■ Work to complete ■
Restate the listing exactly and in full.

■ Stored data ■
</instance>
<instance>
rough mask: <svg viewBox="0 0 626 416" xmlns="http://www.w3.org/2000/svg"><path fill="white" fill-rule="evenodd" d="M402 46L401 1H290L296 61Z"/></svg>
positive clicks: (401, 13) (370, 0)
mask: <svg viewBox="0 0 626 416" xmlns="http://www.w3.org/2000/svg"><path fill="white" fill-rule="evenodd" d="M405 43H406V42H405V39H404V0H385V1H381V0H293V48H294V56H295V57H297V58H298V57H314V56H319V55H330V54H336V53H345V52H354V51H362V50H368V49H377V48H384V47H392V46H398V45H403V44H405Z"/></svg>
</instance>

■ Reply ■
</instance>
<instance>
rough mask: <svg viewBox="0 0 626 416" xmlns="http://www.w3.org/2000/svg"><path fill="white" fill-rule="evenodd" d="M402 46L401 1H290L296 61Z"/></svg>
positive clicks: (401, 13) (370, 0)
mask: <svg viewBox="0 0 626 416" xmlns="http://www.w3.org/2000/svg"><path fill="white" fill-rule="evenodd" d="M405 43H406V42H405V39H404V0H385V1H381V0H293V48H294V56H295V57H297V58H298V57H314V56H319V55H330V54H336V53H345V52H354V51H362V50H368V49H377V48H384V47H392V46H398V45H403V44H405Z"/></svg>
</instance>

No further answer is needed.